Written task 1:
In the patent listing that follows, what company is named as assignee of patent number 6687404?

Reading passage:
──────────────────────────────

Patents by Inventor Gary E. Kopec

Gary E. Kopec has filed for patents to protect the following inventions. This listing includes patent applications that are pending as well as patents that have already been granted by the United States Patent and Trademark Office (USPTO).

Automatic training of layout parameters in a 2D image model

Patent number: 6687404

Abstract: A two-dimensional (2D) image model models the layout structure of a class of document images as an image grammar and includes production rules having explicit layout parameters as data items that indicate information about the spatial relationships among image constituents occurring in images included in the class. The parameters are explicitly represented in the grammar rules in a manner that permits them to be automatically trained by a training operation that makes use of sample document images from the class of modeled documents. After each sample image is aligned with the 2D grammar, document-specific measurements about the spatial relationships between image constituents are taken from the image. Optimal values for the layout parameters are then computed from the measurement data collected from all samples.

Type: Grant

Filed: June 20, 1997

Date of Patent: February 3, 2004

Assignee: Xerox Corporation

Inventors: Jesse Hull, Philip A. Chou, Gary E. Kopec, Dennis S. Arnon
Unsupervised training of character templates using unsegmented samples

Patent number: 5956419

Abstract: A method for operating a machine to perform unsupervised training of a set of character templates uses as the source of training samples an image source of character images, called glyphs, that need not be manually or automatically segmented or isolated prior to training. A recognition operation performed on the image source of character images produces a labeled glyph position data structure that includes, for each glyph in the image source, a glyph image position in the image source associating an estimated image location of the glyph in the image source with a character label paired with the glyph image position that indicates the character in the character set being trained. The labeled glyph position data and the image source are then used to determine sample image regions in the image source; each sample image region is large enough to contain at least a single glyph but need not be restricted in size to only contain a single glyph.

──────────────────────────────

Written task 2:
Return every line of the rows below that contains the string "block".

Given data:

──────────────────────────────

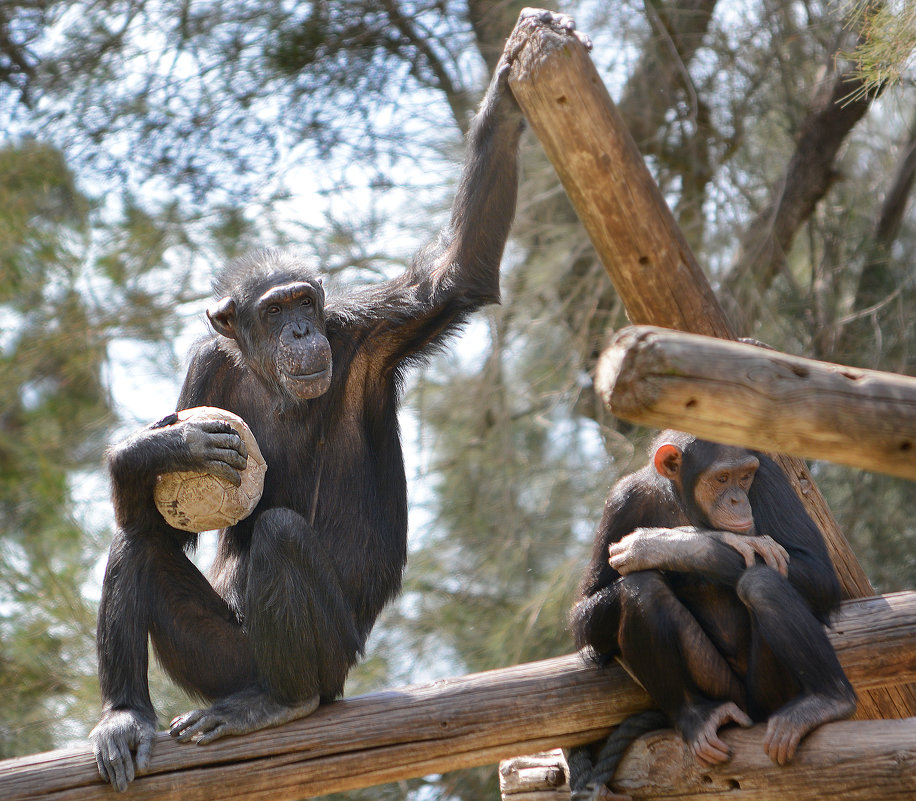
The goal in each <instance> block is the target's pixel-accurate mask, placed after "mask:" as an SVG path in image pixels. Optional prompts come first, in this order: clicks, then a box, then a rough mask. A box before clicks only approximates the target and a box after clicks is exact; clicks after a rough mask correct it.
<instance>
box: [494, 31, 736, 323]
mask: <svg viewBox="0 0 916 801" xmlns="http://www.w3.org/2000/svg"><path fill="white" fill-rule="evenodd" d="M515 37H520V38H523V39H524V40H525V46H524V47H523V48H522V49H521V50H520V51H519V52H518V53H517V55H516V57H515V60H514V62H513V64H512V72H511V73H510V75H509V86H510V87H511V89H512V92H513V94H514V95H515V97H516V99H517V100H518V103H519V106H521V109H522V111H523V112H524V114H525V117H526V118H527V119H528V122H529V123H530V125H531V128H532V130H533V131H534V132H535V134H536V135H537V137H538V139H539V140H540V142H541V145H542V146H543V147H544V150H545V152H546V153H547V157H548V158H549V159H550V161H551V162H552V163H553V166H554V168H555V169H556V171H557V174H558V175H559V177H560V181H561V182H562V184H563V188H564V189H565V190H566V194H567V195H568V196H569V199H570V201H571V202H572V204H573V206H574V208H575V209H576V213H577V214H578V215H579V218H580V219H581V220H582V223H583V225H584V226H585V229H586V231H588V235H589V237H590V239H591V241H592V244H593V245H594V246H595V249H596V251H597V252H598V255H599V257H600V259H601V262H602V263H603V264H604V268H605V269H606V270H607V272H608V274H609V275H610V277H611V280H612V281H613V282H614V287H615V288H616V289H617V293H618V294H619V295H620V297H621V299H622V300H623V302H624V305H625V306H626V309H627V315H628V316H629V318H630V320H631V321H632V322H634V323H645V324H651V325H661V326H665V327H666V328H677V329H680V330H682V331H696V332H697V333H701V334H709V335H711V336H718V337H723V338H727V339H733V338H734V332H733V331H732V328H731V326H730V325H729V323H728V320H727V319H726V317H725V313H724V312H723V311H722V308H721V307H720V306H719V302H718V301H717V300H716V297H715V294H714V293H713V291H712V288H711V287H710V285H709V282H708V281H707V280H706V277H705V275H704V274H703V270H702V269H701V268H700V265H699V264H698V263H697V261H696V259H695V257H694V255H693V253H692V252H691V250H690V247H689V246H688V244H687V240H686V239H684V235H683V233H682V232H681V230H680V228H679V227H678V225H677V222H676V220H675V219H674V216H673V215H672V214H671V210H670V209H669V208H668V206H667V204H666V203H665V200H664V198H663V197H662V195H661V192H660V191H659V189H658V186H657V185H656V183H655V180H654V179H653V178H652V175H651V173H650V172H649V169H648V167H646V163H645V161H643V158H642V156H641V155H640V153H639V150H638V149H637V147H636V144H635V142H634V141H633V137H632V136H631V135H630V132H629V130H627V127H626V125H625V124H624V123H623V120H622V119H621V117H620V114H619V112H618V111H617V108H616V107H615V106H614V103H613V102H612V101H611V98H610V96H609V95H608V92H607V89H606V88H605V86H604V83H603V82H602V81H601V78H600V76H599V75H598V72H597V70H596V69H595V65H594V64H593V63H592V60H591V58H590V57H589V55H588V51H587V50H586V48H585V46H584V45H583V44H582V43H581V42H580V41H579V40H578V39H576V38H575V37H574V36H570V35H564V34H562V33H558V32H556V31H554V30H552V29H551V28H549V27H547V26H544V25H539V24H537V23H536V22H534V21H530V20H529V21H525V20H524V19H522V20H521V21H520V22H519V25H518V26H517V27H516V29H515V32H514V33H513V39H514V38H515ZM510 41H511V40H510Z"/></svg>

──────────────────────────────

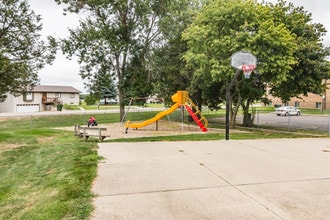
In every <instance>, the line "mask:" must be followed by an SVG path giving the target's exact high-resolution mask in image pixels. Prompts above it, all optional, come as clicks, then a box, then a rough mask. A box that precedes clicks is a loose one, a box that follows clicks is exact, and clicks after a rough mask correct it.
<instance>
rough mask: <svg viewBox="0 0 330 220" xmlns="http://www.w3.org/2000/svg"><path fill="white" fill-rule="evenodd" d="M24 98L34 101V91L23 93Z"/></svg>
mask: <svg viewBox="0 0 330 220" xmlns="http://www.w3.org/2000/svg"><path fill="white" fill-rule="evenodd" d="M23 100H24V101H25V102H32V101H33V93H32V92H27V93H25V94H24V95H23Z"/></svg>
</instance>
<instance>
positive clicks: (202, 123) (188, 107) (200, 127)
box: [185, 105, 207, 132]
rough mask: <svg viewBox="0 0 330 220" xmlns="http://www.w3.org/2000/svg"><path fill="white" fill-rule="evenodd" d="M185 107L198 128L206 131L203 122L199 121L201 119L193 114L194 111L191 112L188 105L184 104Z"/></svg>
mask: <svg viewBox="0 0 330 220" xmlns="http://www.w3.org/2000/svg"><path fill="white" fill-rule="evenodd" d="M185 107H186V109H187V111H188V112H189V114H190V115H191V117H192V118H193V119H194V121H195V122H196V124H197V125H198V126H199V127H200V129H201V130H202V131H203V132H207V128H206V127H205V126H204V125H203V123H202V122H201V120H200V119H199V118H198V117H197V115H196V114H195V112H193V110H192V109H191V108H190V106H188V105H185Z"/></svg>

──────────────────────────────

Written response 1:
Xerox Corporation

Written response 2:
The goal in each <instance> block is the target's pixel-accurate mask, placed after "mask:" as an SVG path in image pixels. Optional prompts come first, in this order: clicks, then a box, then a rough mask. A box before clicks only approximates the target and a box after clicks is exact; clicks after a rough mask correct it.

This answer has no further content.